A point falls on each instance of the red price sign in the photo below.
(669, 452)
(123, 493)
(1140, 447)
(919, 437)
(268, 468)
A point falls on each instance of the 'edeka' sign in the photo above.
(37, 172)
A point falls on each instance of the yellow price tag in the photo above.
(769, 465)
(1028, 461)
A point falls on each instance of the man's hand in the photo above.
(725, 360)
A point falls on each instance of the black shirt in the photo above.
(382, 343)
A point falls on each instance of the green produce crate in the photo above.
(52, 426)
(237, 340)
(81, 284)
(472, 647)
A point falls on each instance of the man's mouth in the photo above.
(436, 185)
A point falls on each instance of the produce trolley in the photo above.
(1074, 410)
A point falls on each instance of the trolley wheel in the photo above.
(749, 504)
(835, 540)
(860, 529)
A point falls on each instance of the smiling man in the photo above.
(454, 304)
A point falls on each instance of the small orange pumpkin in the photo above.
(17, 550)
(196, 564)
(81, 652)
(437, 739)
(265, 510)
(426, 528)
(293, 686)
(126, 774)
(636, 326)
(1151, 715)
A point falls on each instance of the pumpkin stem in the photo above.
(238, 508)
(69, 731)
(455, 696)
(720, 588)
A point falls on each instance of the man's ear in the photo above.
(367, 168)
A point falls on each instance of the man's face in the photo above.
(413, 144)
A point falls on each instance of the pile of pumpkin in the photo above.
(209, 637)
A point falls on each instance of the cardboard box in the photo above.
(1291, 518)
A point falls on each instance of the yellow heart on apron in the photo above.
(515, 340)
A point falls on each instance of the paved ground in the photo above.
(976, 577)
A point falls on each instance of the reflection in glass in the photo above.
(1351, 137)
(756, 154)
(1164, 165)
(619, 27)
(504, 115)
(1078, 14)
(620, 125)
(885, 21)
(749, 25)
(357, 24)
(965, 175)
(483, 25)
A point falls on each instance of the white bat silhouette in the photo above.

┄┄┄┄┄┄┄┄┄┄

- _Task to carry out_
The answer is the run of lines that starts at the one containing "A point falls on each instance of the cardboard" and ends at the last line of the material, reproduced exactly.

- _Answer below_
A point falls on each instance of the cardboard box in the photo above.
(1291, 518)
A point falls on each instance of the yellow heart on apron in the photo above.
(515, 340)
A point falls on each instance of the paved ground in the photo above.
(976, 577)
A point falls on each instance of the reflection in glass in the photo above.
(1351, 137)
(756, 154)
(1164, 165)
(619, 27)
(504, 115)
(1078, 14)
(620, 125)
(885, 21)
(749, 25)
(357, 24)
(965, 175)
(483, 25)
A point falls on each instance of the white bat silhouette in the photo above.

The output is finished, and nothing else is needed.